Excerpts of bounding box data

*****

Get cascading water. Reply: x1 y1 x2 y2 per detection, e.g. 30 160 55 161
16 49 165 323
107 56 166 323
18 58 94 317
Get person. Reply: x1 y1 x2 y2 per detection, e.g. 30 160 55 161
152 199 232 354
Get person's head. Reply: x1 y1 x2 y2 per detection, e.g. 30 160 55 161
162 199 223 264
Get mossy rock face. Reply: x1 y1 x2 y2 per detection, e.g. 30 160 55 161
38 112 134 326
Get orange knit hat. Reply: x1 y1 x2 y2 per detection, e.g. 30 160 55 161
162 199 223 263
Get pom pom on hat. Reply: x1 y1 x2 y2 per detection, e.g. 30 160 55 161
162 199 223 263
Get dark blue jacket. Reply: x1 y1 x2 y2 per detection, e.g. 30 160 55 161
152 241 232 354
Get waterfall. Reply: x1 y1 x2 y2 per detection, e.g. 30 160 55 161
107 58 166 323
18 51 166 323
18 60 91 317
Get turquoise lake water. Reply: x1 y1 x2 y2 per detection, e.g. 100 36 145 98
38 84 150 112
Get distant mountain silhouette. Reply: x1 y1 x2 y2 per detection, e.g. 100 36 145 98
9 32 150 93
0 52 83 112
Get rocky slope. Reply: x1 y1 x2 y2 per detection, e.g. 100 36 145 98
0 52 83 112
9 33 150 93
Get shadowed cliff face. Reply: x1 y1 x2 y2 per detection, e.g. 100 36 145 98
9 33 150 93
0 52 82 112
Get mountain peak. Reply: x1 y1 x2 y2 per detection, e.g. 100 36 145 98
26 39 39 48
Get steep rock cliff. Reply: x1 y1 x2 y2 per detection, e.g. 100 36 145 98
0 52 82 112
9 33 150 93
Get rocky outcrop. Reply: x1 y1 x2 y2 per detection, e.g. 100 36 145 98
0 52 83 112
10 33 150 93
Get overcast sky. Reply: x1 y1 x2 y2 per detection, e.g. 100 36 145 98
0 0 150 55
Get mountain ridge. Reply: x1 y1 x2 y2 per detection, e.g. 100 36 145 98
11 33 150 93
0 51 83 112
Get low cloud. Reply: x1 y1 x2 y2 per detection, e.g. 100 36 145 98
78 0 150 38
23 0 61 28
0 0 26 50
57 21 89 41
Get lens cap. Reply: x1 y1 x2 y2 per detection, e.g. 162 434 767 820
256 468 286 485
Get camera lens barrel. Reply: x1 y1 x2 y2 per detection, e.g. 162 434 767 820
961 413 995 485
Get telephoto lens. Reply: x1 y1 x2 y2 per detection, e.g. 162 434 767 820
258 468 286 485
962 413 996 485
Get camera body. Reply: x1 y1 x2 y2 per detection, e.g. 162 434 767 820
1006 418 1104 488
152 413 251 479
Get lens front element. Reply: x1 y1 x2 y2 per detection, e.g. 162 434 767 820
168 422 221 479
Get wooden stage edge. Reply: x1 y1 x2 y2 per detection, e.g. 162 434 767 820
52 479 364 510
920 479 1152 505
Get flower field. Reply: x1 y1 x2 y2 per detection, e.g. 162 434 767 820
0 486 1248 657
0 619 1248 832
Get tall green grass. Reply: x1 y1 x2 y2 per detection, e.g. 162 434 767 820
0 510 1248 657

*****

** EXERCISE INSTRUCTIONS **
Rewrite the data with "tall green grass" swapped for "tall wild grass" and nothing else changed, starting at the line that has "Get wooden stage" and going through the end of the data.

** EXERCISE RESPONSE **
Get wooden stage edge. Reply: x1 y1 x2 y2 per detection, e.g. 162 434 767 820
52 479 364 510
920 479 1152 505
Get flower field. Reply: x1 y1 x2 y2 per detection, e.g. 162 434 767 820
0 486 1248 657
0 619 1248 832
Get tall wild grass. Reply: x1 y1 x2 y2 per detection, e.g. 162 434 767 820
0 510 1248 657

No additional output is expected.